• [Passage shown]:
<<<<
I’m probably not alone in claiming that the subject of death makes me uncomfortable and kind of fearful.
Life simply does not last; however, we of course can still find enjoyment while we are here. And on a smaller scale, life’s changes, those shifts in relationships or experiences on your journey, imply impermanence too. Yet, even though there is impermanence in life, does it mean we can’t revel or stand still in our joys? I’d like to advocate that we can still savor in spite of change, or even the looming possibility of change.
Positive psychologist Sonja Lyubomirsky discusses the concept of savoring in her text, The How of Happiness: A New Approach to Getting the Life You Want.
“Researchers define savoring as any thoughts or behaviors capable of ‘generating, intensifying, and prolonging enjoyment,’” Lyubomirsky notes. She even proposes that nostalgic trips down memory lane or fantasizing about anticipated events have their value. “Whether it involves a focus on the long ago, the present moment, or future times, the habit of savoring has been shown in empirical research to be related to intense and frequent happiness.”
Lyubomirksy recommends “celebrating good news” — allowing others to bask in your accomplishments and successes has been noted to heighten well-being and positive emotions. “Try to enjoy the occasion to the fullest. Passing on and rejoicing in good news leads you to relish and soak up the present moment, as well as to foster connections with others.”
Being open to “beauty and excellence” is another mechanism that induces savoring. Positive psychologists suggest that those who are mindful of surrounding beauty and wonder are more able to discover “joy, meaning, and profound connections in their lives.”
I’d even propose that if you absorb these ‘living in the moment’ instances with someone else (let’s say someone who’s close to you), perhaps a deeper bond in your relationship would be forged as that special memory is created. Strolling through a park with purple tulips in bloom, the sun in the sky radiating warmth, and a light breeze — the kind that is found on a perfect spring day – could be a snapshot (albeit a romantic one) definitely worth capturing.
Lyubomirsky also discusses savoring the past via reminiscing with family and friends:
“You might make a pilgrimage together to a meaningful place from your past or flip through a scrapbook or yearbook together. You might listen (or sing along) to a piece of music associated with a particular memory.”
>>>>
• [What the task requires]:
According to the passage on savoring above, in which book does Sonja Lyubomirsky discuss the concept of savoring?

• [Source material]:
<<<<
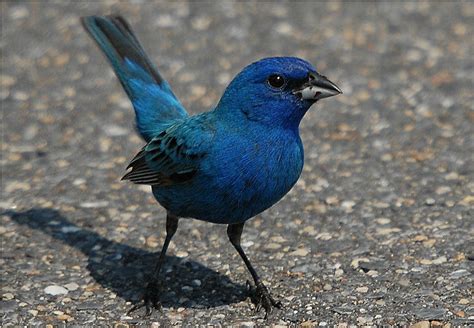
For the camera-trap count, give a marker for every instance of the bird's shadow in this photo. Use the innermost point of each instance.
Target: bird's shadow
>>>>
• [Exercise answer]:
The How of Happiness: A New Approach to Getting the Life You Want